▸ **WHAT IS REQUIRED**
Take each line of the listing that has the string "arena" and report it.

▸ **EXERCISE DATA**
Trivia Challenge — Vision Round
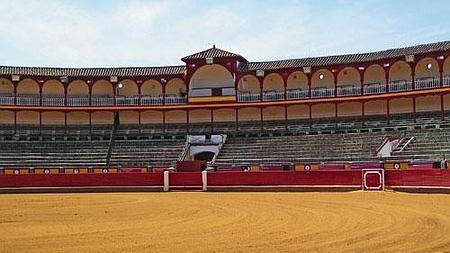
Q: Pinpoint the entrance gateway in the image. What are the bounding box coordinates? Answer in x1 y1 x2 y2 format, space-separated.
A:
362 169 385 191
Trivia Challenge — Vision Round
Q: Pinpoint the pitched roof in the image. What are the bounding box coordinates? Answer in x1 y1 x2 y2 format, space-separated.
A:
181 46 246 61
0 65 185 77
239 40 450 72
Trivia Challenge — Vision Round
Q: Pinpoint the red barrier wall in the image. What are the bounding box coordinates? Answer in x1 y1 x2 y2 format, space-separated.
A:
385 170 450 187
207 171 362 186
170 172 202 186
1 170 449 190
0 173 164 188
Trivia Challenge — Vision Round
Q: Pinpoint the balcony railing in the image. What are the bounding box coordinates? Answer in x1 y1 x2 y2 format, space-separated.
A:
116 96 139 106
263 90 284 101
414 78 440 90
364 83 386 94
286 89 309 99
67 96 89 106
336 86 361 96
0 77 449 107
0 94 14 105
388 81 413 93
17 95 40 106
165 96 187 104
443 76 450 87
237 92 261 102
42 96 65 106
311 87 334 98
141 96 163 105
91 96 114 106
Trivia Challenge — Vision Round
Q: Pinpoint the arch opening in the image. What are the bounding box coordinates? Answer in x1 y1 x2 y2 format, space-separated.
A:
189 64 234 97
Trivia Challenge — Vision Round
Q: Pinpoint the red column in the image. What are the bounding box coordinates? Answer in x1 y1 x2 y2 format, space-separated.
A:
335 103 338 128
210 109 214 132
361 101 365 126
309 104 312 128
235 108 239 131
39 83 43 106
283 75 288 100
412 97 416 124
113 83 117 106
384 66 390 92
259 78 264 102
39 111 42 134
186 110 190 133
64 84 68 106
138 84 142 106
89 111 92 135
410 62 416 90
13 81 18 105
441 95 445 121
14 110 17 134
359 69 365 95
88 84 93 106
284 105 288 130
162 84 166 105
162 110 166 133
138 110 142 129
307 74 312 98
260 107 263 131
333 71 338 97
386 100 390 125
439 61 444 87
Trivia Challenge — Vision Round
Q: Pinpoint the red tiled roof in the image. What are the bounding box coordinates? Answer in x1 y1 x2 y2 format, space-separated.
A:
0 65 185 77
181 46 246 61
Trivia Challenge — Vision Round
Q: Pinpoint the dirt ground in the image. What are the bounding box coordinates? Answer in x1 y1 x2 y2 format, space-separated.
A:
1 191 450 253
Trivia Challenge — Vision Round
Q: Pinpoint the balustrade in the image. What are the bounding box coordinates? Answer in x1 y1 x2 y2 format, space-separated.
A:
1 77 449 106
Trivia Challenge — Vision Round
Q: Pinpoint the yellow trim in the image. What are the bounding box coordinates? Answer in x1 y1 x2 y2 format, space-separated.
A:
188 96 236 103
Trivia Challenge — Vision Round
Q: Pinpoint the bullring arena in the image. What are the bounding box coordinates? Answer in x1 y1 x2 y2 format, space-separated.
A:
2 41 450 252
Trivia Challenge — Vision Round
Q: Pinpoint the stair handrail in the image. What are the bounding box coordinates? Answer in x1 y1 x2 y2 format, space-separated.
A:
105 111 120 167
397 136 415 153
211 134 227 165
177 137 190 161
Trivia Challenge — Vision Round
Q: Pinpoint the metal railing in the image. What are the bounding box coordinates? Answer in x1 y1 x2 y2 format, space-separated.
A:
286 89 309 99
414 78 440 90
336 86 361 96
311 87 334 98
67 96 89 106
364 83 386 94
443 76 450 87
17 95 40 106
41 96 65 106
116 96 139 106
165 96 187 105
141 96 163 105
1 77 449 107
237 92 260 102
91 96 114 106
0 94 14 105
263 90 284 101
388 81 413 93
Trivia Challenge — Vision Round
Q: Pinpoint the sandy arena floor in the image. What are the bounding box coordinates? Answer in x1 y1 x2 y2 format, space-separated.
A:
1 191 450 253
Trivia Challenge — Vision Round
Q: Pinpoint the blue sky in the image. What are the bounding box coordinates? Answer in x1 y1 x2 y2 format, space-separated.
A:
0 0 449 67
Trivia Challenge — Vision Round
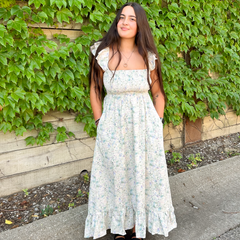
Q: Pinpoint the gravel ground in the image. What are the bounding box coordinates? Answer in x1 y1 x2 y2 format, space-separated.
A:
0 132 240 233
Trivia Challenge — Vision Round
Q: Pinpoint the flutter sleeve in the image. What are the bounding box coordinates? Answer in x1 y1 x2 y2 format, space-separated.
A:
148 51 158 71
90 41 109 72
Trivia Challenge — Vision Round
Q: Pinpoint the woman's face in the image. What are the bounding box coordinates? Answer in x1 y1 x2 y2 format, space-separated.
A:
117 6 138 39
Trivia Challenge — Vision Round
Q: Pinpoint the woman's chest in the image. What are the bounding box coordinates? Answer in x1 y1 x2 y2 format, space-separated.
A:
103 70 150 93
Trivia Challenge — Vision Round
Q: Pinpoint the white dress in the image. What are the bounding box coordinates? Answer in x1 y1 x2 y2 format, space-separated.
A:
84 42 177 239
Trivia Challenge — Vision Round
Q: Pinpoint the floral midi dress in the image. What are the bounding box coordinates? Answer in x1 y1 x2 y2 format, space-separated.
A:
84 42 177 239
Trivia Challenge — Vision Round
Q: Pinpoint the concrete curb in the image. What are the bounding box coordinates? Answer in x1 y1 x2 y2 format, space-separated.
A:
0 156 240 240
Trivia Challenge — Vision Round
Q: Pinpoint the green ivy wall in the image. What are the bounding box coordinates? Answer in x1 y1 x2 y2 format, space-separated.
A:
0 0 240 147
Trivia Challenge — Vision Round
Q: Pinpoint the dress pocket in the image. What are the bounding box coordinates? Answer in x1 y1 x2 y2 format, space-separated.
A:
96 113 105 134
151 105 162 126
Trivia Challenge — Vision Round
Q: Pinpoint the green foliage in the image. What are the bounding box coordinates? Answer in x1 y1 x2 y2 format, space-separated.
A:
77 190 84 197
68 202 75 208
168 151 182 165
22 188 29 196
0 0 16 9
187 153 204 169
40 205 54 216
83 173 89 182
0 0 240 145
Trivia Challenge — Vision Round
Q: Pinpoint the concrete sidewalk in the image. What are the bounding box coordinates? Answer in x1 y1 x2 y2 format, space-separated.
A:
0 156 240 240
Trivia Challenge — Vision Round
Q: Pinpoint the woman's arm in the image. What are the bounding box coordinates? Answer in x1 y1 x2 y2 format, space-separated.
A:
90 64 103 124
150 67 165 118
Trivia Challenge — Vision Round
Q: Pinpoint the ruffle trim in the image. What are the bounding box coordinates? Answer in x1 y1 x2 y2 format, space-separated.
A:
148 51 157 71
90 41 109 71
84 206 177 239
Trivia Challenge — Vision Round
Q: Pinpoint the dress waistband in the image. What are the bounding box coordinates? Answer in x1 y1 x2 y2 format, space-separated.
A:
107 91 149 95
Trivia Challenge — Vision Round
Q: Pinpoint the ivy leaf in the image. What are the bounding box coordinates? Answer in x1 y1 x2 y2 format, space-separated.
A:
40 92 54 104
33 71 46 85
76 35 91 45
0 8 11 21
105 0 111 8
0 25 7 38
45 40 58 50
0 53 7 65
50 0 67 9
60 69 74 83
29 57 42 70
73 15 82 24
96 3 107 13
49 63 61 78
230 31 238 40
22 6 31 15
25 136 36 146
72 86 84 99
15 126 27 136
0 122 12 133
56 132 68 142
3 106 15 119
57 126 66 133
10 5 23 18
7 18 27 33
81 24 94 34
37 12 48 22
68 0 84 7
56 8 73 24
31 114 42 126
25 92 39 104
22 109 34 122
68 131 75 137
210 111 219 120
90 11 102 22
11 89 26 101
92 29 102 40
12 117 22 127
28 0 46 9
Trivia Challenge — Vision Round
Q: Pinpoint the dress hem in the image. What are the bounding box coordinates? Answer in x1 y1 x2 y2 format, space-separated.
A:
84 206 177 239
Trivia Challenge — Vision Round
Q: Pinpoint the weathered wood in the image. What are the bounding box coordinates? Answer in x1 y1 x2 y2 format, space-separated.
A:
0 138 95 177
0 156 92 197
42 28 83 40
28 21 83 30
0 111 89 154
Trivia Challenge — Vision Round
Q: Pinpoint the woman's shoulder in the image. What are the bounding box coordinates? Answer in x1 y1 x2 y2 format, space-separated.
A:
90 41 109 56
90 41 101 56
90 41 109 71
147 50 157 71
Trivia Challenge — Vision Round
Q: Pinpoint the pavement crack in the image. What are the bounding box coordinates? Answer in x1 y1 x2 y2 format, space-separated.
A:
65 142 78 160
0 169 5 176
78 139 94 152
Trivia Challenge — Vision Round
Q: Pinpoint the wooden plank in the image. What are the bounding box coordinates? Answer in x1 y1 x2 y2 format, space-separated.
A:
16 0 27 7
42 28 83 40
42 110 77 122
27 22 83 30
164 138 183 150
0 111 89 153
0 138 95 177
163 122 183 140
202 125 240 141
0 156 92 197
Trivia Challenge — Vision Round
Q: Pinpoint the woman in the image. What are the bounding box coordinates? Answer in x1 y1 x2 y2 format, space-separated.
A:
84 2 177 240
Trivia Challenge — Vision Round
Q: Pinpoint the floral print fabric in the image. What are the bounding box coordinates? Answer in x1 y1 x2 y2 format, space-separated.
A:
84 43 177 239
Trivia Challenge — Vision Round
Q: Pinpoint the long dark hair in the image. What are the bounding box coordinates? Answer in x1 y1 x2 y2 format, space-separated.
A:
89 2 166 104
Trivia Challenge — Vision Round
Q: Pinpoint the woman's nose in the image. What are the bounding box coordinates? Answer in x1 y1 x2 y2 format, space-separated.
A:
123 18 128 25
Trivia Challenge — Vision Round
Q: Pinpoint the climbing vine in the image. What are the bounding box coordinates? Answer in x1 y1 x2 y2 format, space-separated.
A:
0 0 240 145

* * *

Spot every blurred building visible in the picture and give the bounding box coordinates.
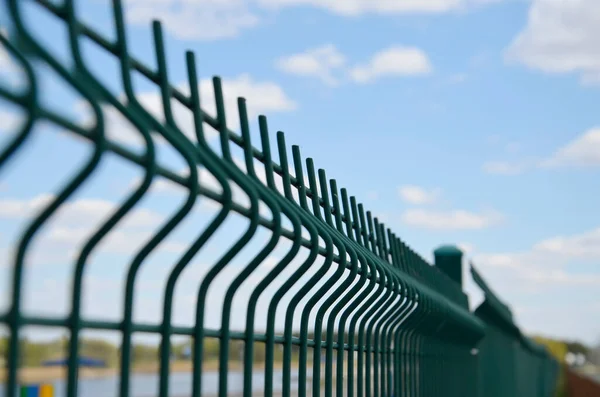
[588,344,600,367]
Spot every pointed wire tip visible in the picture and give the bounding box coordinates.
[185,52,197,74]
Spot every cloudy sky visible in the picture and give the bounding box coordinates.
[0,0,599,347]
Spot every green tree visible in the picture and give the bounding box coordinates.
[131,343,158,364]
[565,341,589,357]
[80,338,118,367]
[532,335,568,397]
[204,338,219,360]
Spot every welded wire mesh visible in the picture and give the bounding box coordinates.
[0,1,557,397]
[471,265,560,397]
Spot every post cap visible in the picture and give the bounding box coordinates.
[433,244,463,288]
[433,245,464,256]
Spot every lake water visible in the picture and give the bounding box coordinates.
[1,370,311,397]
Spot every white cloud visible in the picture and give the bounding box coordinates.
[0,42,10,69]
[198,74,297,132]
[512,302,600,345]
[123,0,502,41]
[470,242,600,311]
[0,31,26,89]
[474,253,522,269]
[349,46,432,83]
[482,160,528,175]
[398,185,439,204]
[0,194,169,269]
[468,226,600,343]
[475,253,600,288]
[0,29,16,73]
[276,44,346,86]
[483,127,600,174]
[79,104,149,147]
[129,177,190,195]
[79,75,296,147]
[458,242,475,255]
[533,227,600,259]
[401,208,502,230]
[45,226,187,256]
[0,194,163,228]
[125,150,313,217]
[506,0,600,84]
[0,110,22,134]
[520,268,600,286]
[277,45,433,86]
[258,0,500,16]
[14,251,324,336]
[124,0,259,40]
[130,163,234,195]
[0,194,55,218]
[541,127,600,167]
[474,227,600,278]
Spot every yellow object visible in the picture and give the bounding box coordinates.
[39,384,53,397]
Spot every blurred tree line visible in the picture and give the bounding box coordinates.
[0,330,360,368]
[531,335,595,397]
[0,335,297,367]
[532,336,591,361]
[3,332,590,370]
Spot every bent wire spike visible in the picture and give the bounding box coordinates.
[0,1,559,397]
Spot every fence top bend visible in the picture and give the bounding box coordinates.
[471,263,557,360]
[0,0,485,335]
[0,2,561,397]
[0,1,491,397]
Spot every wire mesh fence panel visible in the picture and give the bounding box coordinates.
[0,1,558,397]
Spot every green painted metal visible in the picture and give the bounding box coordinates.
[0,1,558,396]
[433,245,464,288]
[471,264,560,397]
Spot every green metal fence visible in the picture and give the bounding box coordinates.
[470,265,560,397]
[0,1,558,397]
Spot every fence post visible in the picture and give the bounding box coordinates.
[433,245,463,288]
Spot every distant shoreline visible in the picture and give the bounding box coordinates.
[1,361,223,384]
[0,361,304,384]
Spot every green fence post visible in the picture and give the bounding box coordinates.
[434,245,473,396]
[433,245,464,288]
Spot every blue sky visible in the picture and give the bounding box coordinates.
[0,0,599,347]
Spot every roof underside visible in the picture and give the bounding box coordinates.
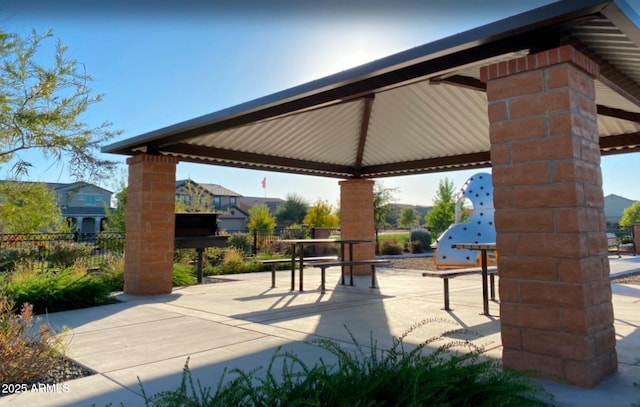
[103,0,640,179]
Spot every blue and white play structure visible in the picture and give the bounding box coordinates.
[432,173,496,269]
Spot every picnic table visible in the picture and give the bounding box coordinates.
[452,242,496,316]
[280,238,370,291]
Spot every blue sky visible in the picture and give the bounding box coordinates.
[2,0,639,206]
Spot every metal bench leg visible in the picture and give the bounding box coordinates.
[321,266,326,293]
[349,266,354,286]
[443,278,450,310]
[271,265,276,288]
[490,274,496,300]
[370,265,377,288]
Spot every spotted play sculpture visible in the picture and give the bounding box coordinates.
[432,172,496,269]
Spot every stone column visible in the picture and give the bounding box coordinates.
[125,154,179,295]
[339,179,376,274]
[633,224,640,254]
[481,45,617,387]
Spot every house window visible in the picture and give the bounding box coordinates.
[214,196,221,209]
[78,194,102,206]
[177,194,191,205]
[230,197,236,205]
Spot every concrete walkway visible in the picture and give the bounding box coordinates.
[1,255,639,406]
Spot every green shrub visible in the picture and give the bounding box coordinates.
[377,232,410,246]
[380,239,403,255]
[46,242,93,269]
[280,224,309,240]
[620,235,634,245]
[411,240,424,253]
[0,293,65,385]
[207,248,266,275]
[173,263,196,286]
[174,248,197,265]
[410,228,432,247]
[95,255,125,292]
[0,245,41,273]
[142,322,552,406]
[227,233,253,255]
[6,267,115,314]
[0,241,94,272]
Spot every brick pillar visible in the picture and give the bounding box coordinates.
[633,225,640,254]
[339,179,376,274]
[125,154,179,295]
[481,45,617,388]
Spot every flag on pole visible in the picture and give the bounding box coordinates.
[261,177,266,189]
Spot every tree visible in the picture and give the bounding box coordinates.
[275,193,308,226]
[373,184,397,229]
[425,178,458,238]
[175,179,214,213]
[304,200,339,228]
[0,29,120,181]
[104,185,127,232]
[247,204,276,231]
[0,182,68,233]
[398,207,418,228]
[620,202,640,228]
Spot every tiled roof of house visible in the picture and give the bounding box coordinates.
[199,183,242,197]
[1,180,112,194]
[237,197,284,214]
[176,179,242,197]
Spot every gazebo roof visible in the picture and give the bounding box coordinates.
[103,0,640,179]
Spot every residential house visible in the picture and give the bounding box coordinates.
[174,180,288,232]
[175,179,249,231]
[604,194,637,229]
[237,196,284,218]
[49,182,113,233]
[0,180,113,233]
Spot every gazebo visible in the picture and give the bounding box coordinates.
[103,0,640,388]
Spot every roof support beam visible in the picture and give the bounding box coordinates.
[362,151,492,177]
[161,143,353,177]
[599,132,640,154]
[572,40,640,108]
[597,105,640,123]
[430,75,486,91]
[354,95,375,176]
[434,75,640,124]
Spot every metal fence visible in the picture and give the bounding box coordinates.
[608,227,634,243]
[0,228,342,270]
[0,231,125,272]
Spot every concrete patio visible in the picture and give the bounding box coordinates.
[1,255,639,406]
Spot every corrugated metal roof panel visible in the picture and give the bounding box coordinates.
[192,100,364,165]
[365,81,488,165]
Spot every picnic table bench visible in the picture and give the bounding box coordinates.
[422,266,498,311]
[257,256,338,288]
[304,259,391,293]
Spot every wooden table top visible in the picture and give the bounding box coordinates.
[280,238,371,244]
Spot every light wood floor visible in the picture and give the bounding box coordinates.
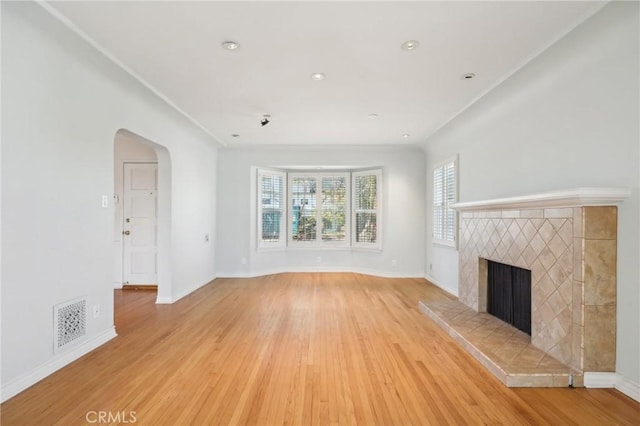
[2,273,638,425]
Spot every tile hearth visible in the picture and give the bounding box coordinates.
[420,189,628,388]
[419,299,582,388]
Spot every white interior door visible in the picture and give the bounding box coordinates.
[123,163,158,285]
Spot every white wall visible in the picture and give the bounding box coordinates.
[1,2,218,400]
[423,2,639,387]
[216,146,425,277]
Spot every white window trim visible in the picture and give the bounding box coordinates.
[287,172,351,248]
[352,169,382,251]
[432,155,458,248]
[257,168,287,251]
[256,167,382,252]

==

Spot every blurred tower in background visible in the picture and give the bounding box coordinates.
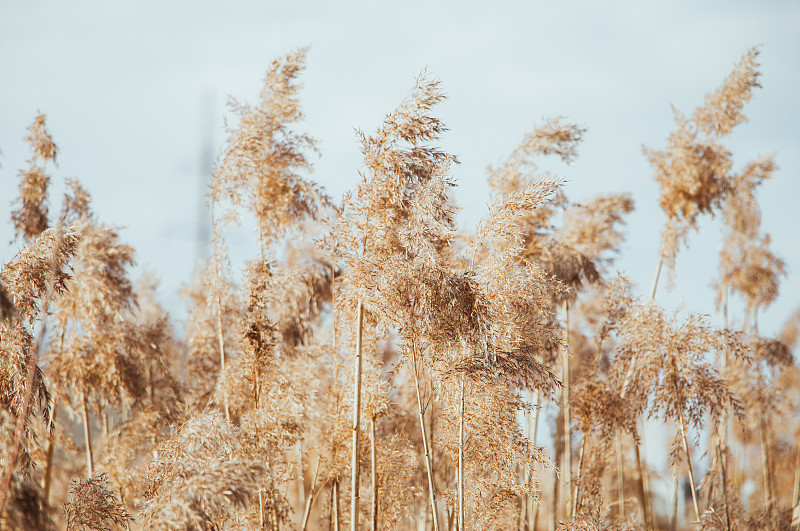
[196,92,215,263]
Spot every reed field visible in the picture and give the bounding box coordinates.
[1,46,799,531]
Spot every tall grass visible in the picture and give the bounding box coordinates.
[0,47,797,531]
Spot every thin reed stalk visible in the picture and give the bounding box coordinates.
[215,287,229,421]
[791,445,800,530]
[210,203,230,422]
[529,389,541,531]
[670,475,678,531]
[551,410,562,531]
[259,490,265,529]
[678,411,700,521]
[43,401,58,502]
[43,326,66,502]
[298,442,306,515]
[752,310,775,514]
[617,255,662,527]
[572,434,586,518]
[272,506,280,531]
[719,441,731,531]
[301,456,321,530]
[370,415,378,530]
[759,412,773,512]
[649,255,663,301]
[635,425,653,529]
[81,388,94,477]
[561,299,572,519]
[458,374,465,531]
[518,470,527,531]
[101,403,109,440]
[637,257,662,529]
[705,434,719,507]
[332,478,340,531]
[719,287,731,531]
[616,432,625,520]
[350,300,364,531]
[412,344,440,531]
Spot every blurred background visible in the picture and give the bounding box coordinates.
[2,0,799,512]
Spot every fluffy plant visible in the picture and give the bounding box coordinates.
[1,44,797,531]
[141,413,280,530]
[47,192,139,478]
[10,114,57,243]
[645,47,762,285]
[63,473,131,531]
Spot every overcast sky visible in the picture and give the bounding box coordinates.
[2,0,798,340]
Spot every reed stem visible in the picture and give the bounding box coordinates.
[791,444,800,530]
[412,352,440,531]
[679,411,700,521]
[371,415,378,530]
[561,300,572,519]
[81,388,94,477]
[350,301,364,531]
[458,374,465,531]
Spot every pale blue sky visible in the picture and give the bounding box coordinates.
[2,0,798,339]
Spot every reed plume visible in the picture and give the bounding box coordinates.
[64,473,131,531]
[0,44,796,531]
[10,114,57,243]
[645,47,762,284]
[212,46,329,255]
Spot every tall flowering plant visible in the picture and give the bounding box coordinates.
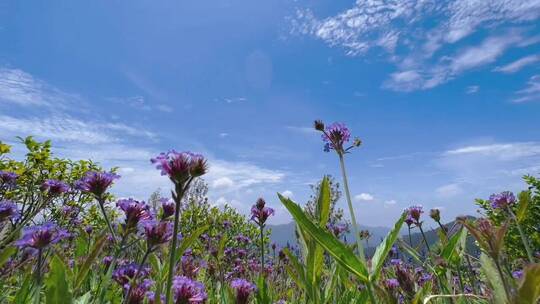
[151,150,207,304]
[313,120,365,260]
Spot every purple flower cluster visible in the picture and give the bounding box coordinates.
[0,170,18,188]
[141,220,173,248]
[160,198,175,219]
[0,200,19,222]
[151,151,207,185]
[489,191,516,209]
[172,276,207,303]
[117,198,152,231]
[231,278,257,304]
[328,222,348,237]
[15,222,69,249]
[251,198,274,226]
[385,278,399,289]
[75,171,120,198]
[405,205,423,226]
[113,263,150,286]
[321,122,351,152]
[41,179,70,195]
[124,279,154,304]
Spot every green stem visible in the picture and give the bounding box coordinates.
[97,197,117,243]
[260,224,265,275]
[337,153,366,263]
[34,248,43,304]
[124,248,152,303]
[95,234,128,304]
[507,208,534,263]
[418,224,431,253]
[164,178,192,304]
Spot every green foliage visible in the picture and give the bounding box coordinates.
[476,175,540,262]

▸ **ANSWER TO THIS TASK**
Q: Pinpoint the bullring arena in the image. What are the bounding box coordinates? Answer in x1 y1 x2 y2 format, space-separated.
Q: Pinpoint the sandy arena floor in the image. What are the bounding box coordinates? Answer in x1 y1 x2 y2 format, space-separated.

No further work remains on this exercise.